• DIRECTIONS FOR THIS TASK:
Count the lines in the entries below that contain the string "foliage", matching case exactly. Give only the number.

[Recorded data]
----

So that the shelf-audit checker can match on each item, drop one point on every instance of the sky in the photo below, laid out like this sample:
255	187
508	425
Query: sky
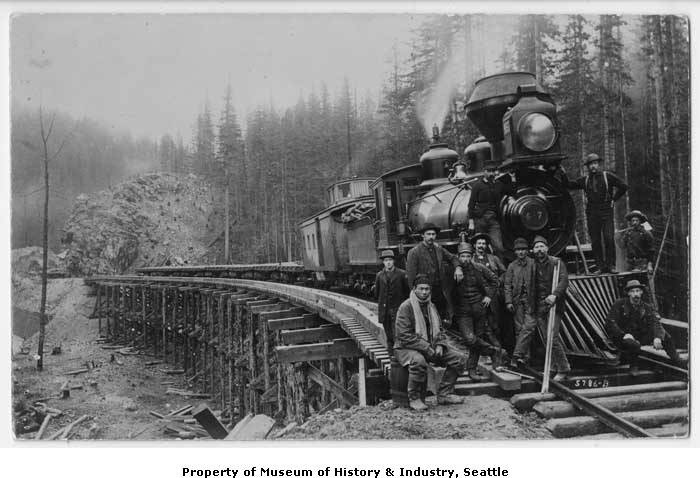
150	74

----

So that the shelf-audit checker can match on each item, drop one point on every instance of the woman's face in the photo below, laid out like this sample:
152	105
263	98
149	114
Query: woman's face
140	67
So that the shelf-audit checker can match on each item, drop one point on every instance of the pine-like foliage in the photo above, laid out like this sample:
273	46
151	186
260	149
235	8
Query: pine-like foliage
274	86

----

• EXERCISE OUTPUT:
2